* _EXCERPT PROVIDED_:
-- Begin --
Jump to content

How Have Some Girls Bin Tricked By Muslims


Recommended Posts

Its not just the girls fault we got to look as ourselves as Sikhs and a community. Maybe a girl is venerable and that's why she gets groomed, but you got to look at to why she is venerable to in just a state that she is easily groomed.

Its partly the girls issue that she is ignorant and may be doesn't care about Sikhi etc and wants the 'bollywood love story' that society has programmed into us. Its partly parents issue of not teaching children at a young age the values of Sikhi and the dangers of certain communities.

Boys have to look at themselves as well. To get to the point you see apnay drinking hot headed etc drunk fooling around themselves, also gambling now running up debts, drugs. I might have portrayed the worse kinds but girls wouldn't want to end up with half the guys that are out there so when some 'prince charming' comes along with all the right words then she falls for it.

Sikhs have an issue where we are very reactive and act when its too late. We seem to ignore things until it blows up in our face and then decide to do something when its too late. We stop interfaith marriages at Gurdwaras yes its good that we are doing something, but we should prevent this from happening from the start.

Its all about being pro active. SAS are doing a great job with this but we all as a society have to do more.
-- End --
* _WRITTEN EXERCISE 1_: According to the forum post, what do Sikhs stop at Gurdwaras?
The forum post and the rows are unrelated material.

* _INFORMATION PROVIDED_:
-- Begin --
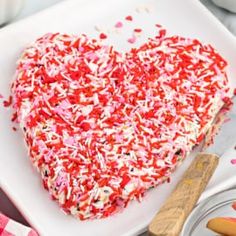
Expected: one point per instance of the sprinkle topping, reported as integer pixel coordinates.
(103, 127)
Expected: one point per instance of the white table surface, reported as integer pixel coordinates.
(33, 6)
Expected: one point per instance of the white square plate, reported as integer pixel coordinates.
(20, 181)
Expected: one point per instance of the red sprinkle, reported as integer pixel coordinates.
-- End --
* _WRITTEN EXERCISE 2_: Quote every line of the rows word for word, omitting the picture.

* _REPLY 1_: Interfaith marriages.

* _REPLY 2_:
Expected: one point per instance of the sprinkle topping, reported as integer pixel coordinates.
(103, 127)
Expected: one point per instance of the white table surface, reported as integer pixel coordinates.
(33, 6)
Expected: one point per instance of the white square plate, reported as integer pixel coordinates.
(20, 181)
Expected: one point per instance of the red sprinkle, reported as integer pixel coordinates.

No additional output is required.